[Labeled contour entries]
>> Start
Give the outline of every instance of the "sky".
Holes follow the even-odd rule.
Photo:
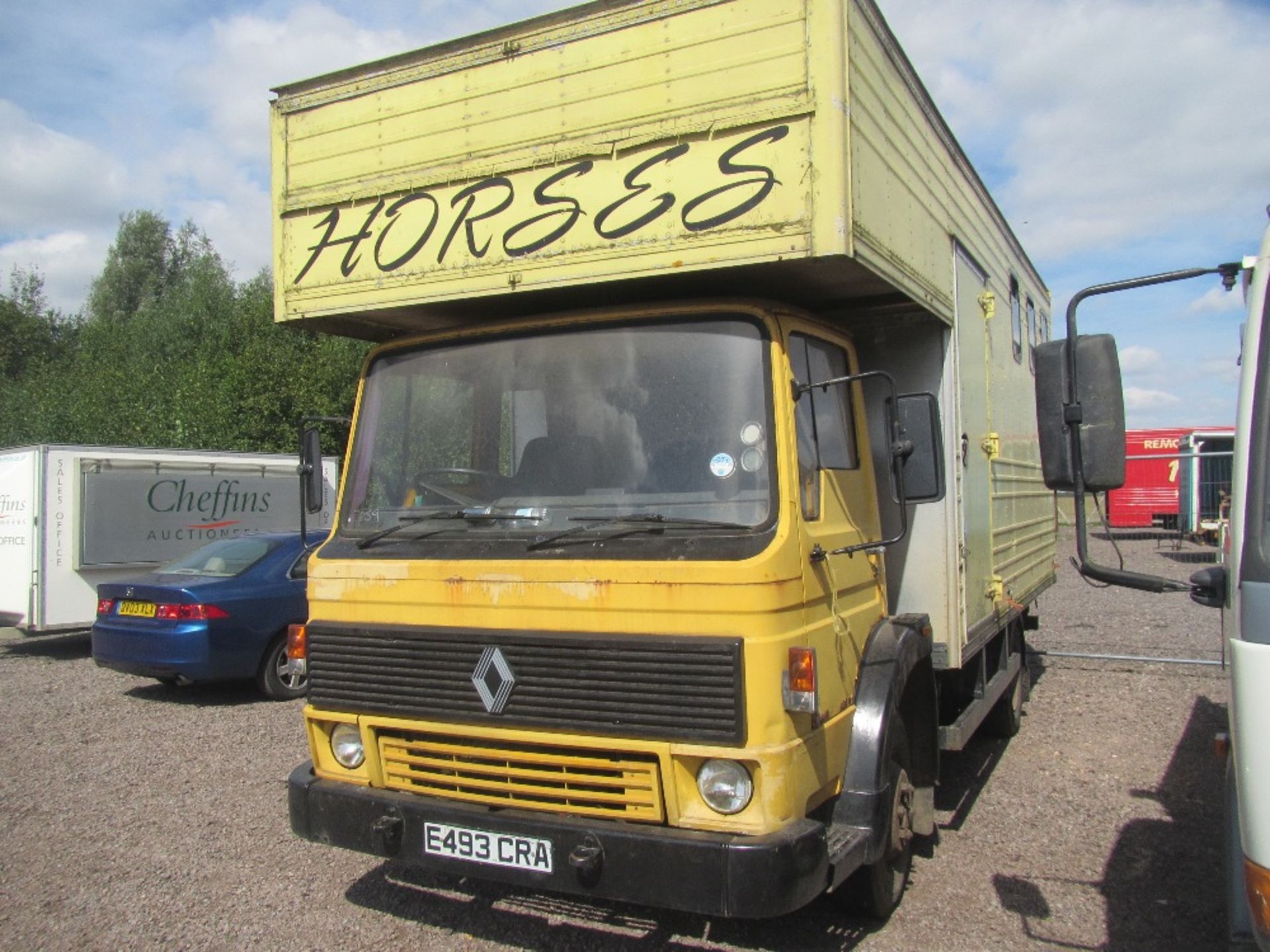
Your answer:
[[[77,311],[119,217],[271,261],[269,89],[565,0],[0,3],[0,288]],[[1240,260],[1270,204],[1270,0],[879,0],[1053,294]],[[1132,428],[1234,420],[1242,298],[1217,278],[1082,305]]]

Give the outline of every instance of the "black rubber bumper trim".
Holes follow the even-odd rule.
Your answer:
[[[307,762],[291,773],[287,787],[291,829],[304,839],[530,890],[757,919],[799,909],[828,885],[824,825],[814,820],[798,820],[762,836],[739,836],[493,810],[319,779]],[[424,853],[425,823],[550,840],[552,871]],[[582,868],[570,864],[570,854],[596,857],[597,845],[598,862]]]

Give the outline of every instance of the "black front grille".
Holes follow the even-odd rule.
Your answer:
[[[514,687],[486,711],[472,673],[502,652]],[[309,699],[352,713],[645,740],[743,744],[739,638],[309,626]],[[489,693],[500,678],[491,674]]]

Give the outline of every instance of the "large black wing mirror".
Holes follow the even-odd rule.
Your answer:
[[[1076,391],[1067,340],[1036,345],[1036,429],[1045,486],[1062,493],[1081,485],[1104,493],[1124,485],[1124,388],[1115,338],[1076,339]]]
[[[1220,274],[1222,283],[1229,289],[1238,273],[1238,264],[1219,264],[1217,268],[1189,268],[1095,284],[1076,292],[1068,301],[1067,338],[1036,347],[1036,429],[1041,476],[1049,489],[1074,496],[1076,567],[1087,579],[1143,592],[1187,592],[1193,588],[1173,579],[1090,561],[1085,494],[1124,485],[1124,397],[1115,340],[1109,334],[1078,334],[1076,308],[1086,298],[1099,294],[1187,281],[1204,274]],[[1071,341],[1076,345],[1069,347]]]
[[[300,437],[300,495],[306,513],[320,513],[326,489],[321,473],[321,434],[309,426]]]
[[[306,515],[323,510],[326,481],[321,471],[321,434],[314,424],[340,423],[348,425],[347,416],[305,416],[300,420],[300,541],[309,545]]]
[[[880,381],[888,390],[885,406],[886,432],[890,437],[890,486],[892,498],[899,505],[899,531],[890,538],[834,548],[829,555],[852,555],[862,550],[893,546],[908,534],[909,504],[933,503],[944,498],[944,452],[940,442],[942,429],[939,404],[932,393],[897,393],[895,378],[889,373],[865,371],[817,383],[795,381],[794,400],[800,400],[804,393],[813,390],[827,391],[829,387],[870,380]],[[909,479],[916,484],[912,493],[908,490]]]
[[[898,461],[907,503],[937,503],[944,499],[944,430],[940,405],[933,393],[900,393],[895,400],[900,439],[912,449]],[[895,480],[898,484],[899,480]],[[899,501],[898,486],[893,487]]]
>> End
>> Start
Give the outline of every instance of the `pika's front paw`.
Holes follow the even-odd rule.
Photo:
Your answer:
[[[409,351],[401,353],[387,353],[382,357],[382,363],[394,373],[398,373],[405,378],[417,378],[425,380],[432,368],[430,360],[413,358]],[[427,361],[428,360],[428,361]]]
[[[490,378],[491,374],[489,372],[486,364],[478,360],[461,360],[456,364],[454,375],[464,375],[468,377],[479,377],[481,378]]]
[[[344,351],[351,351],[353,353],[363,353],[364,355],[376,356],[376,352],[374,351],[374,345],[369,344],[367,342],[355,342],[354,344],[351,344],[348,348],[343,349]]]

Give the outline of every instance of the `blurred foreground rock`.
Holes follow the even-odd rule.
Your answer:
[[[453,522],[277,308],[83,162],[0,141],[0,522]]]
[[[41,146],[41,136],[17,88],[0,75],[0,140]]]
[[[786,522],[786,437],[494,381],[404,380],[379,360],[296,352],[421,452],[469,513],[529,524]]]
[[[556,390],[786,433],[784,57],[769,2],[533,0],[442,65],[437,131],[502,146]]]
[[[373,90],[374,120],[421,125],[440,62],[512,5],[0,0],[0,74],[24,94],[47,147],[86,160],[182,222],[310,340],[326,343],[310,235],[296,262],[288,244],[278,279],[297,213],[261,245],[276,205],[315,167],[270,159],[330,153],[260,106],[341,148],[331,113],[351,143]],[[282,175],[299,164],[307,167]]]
>> End
>> Start
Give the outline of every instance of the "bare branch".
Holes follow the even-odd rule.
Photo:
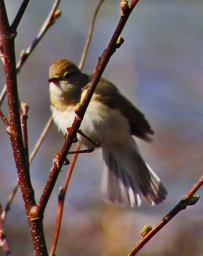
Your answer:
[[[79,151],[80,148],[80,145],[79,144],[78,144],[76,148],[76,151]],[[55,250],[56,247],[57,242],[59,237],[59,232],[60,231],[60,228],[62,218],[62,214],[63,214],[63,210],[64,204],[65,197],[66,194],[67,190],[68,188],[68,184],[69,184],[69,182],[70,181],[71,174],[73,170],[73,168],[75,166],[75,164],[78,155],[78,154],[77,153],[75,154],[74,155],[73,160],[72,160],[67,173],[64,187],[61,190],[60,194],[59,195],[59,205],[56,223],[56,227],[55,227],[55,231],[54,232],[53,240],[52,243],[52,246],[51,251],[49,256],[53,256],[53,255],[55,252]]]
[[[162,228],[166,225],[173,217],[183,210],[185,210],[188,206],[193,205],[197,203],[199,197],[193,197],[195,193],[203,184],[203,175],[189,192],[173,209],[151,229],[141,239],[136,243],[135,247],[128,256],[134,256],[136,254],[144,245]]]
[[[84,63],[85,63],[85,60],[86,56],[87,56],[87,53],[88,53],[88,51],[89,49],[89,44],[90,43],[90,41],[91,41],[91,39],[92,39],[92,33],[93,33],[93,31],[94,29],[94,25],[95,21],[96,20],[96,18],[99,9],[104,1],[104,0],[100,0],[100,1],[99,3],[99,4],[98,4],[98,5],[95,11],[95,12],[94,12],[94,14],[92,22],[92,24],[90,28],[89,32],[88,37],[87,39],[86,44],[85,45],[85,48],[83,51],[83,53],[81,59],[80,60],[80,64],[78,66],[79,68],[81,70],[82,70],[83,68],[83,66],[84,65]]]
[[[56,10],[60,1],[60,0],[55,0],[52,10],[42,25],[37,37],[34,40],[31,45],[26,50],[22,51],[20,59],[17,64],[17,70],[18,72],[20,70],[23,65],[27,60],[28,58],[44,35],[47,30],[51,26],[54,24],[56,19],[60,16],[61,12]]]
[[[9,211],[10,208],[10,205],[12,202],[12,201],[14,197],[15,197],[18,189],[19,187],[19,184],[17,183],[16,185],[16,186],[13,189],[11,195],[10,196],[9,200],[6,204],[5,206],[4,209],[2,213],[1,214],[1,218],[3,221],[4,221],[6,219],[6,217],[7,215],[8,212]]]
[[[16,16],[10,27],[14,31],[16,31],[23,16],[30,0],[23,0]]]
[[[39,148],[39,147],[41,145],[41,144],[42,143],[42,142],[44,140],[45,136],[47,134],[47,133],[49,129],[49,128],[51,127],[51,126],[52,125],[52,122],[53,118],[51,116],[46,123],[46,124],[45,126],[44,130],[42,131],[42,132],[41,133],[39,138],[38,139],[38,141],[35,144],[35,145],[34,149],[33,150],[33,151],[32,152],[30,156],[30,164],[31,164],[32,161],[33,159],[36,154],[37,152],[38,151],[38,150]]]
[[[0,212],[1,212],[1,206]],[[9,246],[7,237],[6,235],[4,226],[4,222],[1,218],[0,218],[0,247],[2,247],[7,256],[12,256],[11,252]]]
>> End
- **WHAT NEEDS TO BE DONE**
Gather every line of the data above that contains the word "instance".

- **FINISHED EXERCISE**
Give the outline of every instance of the "sky".
Give the outline of every instance of the "black rubber bumper trim".
Give the outline of every instance of the "black front grille".
Give the outline of every instance of the "large black wing mirror".
Give the outline of every instance of the `pika's front paw`.
Give the outline of every instance of the `blurred foreground rock`.
Give the outline of every instance of the "bare branch".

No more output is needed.